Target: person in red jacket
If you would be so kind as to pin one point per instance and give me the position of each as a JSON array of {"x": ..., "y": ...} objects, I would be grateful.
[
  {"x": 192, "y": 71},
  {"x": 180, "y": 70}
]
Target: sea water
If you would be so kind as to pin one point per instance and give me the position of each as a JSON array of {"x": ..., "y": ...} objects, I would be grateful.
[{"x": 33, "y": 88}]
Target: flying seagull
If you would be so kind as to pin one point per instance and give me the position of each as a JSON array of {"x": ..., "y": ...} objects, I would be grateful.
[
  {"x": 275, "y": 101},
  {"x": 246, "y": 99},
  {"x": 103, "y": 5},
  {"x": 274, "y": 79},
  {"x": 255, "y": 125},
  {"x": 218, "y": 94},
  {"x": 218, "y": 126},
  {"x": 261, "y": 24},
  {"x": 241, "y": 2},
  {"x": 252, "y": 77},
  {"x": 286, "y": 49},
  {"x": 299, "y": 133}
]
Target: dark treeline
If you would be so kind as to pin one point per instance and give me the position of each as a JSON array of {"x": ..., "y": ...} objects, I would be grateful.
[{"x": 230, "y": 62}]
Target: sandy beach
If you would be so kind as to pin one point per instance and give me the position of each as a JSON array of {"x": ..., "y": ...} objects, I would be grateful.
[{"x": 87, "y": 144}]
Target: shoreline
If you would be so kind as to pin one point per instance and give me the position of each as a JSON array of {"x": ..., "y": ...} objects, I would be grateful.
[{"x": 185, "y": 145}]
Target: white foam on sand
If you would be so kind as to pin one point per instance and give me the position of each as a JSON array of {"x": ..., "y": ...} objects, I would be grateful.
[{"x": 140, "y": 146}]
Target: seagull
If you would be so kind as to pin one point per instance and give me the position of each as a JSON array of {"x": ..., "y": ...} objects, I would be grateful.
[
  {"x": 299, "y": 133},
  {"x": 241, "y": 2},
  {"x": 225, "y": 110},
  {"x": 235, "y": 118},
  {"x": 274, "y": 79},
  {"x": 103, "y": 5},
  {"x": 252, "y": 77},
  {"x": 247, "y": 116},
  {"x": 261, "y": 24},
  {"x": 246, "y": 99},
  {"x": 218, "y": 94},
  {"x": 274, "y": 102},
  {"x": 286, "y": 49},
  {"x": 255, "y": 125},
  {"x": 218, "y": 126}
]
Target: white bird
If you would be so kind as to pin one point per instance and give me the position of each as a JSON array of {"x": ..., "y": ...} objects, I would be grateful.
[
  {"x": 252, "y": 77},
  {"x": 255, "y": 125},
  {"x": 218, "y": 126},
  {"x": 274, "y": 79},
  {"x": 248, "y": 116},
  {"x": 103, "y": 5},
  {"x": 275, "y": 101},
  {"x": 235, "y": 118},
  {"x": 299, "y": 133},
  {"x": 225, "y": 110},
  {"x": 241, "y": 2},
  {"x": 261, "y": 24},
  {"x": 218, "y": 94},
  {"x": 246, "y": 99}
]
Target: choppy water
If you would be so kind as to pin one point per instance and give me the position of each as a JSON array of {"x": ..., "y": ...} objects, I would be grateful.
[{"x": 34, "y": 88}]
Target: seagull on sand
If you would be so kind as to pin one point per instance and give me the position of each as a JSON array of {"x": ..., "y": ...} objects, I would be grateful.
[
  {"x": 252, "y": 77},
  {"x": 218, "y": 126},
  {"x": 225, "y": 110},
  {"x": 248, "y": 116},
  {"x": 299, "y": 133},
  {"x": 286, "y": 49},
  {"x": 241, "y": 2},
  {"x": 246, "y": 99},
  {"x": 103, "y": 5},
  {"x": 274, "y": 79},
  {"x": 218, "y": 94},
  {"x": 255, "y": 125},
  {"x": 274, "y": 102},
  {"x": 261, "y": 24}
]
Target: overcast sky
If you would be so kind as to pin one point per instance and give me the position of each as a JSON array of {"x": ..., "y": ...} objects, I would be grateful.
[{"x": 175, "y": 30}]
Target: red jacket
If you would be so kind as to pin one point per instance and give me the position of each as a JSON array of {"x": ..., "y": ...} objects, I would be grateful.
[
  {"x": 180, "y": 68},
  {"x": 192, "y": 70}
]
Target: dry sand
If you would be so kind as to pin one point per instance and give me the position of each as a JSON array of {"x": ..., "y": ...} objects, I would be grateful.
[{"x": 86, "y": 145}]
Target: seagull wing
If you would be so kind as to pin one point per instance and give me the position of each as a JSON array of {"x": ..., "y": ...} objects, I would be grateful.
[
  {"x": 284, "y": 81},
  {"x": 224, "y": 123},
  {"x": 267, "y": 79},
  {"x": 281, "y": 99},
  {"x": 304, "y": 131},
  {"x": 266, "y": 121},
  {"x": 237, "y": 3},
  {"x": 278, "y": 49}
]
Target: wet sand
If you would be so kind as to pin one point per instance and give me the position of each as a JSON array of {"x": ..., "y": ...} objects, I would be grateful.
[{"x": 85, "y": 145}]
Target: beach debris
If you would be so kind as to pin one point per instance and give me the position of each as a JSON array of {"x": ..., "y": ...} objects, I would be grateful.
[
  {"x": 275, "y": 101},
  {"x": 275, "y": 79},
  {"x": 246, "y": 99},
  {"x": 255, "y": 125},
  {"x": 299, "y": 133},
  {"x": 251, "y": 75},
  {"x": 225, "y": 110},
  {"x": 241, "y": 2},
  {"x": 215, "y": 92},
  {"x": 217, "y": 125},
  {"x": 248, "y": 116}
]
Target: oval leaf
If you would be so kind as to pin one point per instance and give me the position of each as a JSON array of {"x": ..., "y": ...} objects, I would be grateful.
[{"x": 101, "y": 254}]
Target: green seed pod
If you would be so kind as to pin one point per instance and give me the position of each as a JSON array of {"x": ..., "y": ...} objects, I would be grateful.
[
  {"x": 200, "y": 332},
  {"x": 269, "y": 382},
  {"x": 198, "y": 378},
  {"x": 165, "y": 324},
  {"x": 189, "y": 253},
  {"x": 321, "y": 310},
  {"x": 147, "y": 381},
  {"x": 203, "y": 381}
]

━━━━

Aim ▸ Starting at the line that contains "Target: oval leaf" and ending with the last line of the records, copy the lines again, but swap "pod" for "capsule" and change nothing else.

Worked answer ▸
Target: oval leaf
If you would be so kind as to pin one point per instance and give me the position of each as a JSON array of {"x": ..., "y": ...} objects, I would be grateful.
[{"x": 101, "y": 254}]
Target: green seed capsule
If you would be so kind as to pin one point per instance and give me the position of each as a JSON array of {"x": ..., "y": ...} objects, I would be grateful.
[
  {"x": 200, "y": 332},
  {"x": 269, "y": 382},
  {"x": 198, "y": 378},
  {"x": 165, "y": 324},
  {"x": 189, "y": 253},
  {"x": 321, "y": 310},
  {"x": 147, "y": 381},
  {"x": 203, "y": 381}
]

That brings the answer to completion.